### LISTED RECORDS
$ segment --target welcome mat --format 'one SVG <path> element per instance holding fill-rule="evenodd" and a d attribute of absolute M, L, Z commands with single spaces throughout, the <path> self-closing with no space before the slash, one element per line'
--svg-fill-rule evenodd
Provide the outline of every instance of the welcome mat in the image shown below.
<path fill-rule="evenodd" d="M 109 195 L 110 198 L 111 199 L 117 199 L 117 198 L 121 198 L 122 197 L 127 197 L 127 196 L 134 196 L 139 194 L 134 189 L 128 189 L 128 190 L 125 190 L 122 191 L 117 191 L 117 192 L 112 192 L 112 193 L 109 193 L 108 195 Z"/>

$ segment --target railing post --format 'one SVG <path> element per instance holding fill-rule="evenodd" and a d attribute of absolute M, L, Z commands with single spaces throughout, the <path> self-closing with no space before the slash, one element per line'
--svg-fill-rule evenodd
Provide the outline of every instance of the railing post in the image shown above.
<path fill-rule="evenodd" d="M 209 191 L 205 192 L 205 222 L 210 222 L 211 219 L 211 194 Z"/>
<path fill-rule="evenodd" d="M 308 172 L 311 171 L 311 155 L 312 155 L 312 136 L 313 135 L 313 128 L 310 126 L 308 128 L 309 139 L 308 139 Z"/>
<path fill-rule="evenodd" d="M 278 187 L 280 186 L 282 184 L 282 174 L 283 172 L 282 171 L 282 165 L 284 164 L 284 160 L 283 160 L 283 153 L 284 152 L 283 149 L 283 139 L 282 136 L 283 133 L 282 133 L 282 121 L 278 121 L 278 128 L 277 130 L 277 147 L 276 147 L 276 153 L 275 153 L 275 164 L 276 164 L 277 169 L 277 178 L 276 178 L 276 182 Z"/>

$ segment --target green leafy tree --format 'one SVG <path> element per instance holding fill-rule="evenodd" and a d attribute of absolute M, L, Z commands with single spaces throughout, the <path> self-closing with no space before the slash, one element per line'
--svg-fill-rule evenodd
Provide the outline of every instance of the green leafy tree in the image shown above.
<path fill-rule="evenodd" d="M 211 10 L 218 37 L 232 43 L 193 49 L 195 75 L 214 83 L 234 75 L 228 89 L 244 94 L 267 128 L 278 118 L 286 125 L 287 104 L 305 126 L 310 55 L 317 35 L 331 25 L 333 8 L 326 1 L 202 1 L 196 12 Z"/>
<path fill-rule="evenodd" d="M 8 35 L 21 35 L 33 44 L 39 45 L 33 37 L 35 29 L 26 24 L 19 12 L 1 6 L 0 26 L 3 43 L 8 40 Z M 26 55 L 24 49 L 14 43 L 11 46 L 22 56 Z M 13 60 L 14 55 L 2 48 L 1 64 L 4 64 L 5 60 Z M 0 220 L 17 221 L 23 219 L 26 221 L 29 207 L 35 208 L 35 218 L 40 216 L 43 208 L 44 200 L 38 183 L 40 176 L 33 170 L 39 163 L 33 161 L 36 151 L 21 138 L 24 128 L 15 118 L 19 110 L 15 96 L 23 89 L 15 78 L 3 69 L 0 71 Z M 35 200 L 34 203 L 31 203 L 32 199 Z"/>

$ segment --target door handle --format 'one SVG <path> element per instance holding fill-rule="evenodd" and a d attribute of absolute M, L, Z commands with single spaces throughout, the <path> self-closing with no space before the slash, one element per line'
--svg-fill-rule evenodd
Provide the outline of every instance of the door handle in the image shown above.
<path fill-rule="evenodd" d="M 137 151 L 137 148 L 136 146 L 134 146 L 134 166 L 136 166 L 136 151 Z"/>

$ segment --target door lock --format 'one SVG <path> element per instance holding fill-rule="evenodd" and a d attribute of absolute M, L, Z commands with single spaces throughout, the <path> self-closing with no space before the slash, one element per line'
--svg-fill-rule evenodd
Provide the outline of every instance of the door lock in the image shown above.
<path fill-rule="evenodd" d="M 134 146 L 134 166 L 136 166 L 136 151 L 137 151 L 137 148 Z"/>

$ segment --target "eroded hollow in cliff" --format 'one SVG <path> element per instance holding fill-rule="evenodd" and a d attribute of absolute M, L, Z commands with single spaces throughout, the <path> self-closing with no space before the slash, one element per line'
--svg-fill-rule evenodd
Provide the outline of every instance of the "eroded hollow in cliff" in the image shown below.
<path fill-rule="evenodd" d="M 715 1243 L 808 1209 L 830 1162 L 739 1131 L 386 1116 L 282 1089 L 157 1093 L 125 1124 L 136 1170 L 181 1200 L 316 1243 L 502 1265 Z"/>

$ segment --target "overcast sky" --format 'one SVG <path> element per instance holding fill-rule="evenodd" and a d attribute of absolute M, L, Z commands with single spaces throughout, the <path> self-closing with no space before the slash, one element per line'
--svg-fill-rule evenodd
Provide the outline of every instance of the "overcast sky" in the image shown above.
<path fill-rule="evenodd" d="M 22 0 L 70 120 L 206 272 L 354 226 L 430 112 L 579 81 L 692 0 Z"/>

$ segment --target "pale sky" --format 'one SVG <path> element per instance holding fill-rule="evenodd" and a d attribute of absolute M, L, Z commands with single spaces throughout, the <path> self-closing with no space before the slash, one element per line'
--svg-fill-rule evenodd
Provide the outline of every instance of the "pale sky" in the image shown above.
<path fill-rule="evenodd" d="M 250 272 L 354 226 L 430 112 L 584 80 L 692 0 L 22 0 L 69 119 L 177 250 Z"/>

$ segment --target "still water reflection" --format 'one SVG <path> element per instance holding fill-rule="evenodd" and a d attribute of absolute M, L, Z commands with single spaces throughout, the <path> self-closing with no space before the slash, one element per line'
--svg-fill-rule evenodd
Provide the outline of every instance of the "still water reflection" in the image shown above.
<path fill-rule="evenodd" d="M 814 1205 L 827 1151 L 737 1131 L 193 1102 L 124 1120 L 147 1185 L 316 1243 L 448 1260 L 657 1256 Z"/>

### WHAT IS REQUIRED
Rewrite all of the lines above as a two-column CSV with the header input,output. Each entry gets one row, with its text in the first field and its answer in the second, each field in double quotes and every line break replaced by a space.

### THE SOLUTION
input,output
"$ segment --target welcome mat --format 'one SVG <path> element per instance holding fill-rule=""evenodd"" and a d attribute of absolute M, L, Z commands with single spaces throughout, the <path> self-closing with no space before the slash, one element per line' --svg-fill-rule evenodd Provide the outline of every instance of the welcome mat in the image shown below.","<path fill-rule=""evenodd"" d=""M 109 195 L 110 198 L 111 199 L 117 199 L 117 198 L 121 198 L 122 197 L 127 197 L 127 196 L 134 196 L 139 194 L 134 189 L 128 189 L 128 190 L 125 190 L 122 191 L 117 191 L 117 192 L 112 192 L 112 193 L 109 193 L 108 195 Z""/>"
"$ segment --target railing post --format 'one SVG <path> element per instance holding fill-rule=""evenodd"" and a d attribute of absolute M, L, Z commands with single spaces throughout, the <path> self-closing with no space before the slash, one element per line' --svg-fill-rule evenodd Provide the outline of every instance of the railing post in the image shown above.","<path fill-rule=""evenodd"" d=""M 209 191 L 205 192 L 205 222 L 210 222 L 211 219 L 211 194 Z""/> <path fill-rule=""evenodd"" d=""M 308 172 L 311 171 L 311 155 L 312 155 L 312 136 L 313 135 L 313 128 L 310 126 L 308 128 L 309 139 L 308 139 Z""/> <path fill-rule=""evenodd"" d=""M 278 187 L 280 186 L 282 184 L 282 174 L 283 172 L 282 171 L 282 165 L 284 164 L 284 160 L 283 160 L 283 153 L 284 152 L 283 149 L 283 139 L 282 136 L 283 133 L 282 133 L 282 121 L 278 121 L 278 128 L 277 130 L 277 147 L 276 147 L 276 153 L 275 153 L 275 164 L 276 164 L 277 169 L 277 178 L 276 178 L 276 182 Z""/>"
"$ segment --target green leafy tree --format 'one SVG <path> element per instance holding fill-rule=""evenodd"" and a d attribute of absolute M, L, Z commands with single spaces throughout, the <path> self-closing with no space before the slash, one element per line' --svg-fill-rule evenodd Provide the outline of every instance of the green leafy tree in the image shown above.","<path fill-rule=""evenodd"" d=""M 211 10 L 218 37 L 232 43 L 193 49 L 195 75 L 214 83 L 234 75 L 228 89 L 244 94 L 267 128 L 278 118 L 286 125 L 287 104 L 305 126 L 310 55 L 317 35 L 331 25 L 333 8 L 326 1 L 202 1 L 196 12 Z""/> <path fill-rule=""evenodd"" d=""M 8 35 L 21 35 L 33 44 L 39 45 L 33 37 L 35 29 L 26 24 L 19 12 L 1 6 L 0 26 L 3 43 L 8 40 Z M 26 55 L 24 49 L 14 43 L 11 46 L 22 56 Z M 13 60 L 14 55 L 2 48 L 1 64 L 4 64 L 5 60 Z M 0 220 L 17 221 L 23 219 L 26 221 L 29 207 L 35 208 L 35 218 L 40 216 L 43 208 L 44 200 L 38 183 L 40 176 L 33 170 L 39 163 L 33 161 L 36 151 L 21 138 L 24 128 L 15 118 L 19 110 L 15 96 L 23 89 L 15 78 L 3 69 L 0 71 Z M 35 200 L 34 203 L 31 203 L 32 199 Z""/>"
"$ segment --target door handle --format 'one SVG <path> element per instance holding fill-rule=""evenodd"" and a d attribute of absolute M, L, Z commands with single spaces throughout, the <path> self-closing with no space before the slash, one element per line' --svg-fill-rule evenodd Provide the outline of every instance of the door handle in the image shown above.","<path fill-rule=""evenodd"" d=""M 137 151 L 137 148 L 136 146 L 134 146 L 134 166 L 136 166 L 136 151 Z""/>"
"$ segment --target door lock --format 'one SVG <path> element per instance holding fill-rule=""evenodd"" and a d attribute of absolute M, L, Z commands with single spaces throughout, the <path> self-closing with no space before the slash, one element per line' --svg-fill-rule evenodd Provide the outline of every instance of the door lock in the image shown above.","<path fill-rule=""evenodd"" d=""M 134 146 L 134 166 L 136 166 L 136 151 L 137 151 L 137 148 Z""/>"
"$ segment --target ""eroded hollow in cliff"" --format 'one SVG <path> element per instance holding fill-rule=""evenodd"" and a d attribute of absolute M, L, Z commands with single spaces throughout, the <path> self-closing with no space before the slash, one element per line' --svg-fill-rule evenodd Provide the outline of every instance of the ""eroded hollow in cliff"" in the image shown below.","<path fill-rule=""evenodd"" d=""M 715 1243 L 808 1209 L 830 1162 L 739 1131 L 386 1116 L 282 1089 L 157 1093 L 125 1124 L 136 1170 L 181 1200 L 316 1243 L 502 1265 Z""/>"
"$ segment --target ""overcast sky"" --format 'one SVG <path> element per instance holding fill-rule=""evenodd"" and a d attribute of absolute M, L, Z commands with single spaces throughout, the <path> self-closing with no space before the slash, one element per line' --svg-fill-rule evenodd Provide the outline of every instance of the ""overcast sky"" in the image shown above.","<path fill-rule=""evenodd"" d=""M 22 0 L 70 120 L 206 272 L 354 226 L 430 112 L 579 81 L 692 0 Z""/>"
"$ segment --target ""pale sky"" --format 'one SVG <path> element per instance holding fill-rule=""evenodd"" and a d attribute of absolute M, L, Z commands with single spaces throughout, the <path> self-closing with no space before the slash, one element per line' --svg-fill-rule evenodd Provide the outline of every instance of the ""pale sky"" in the image shown above.","<path fill-rule=""evenodd"" d=""M 250 272 L 354 226 L 430 112 L 584 80 L 692 0 L 22 0 L 69 119 L 177 250 Z""/>"
"$ segment --target ""still water reflection"" --format 'one SVG <path> element per instance holding fill-rule=""evenodd"" and a d attribute of absolute M, L, Z commands with single spaces throughout, the <path> self-closing with no space before the slash, one element per line' --svg-fill-rule evenodd Provide the outline of every instance of the ""still water reflection"" in the image shown above.","<path fill-rule=""evenodd"" d=""M 814 1205 L 827 1151 L 737 1131 L 193 1102 L 124 1120 L 147 1185 L 316 1243 L 448 1260 L 657 1256 Z""/>"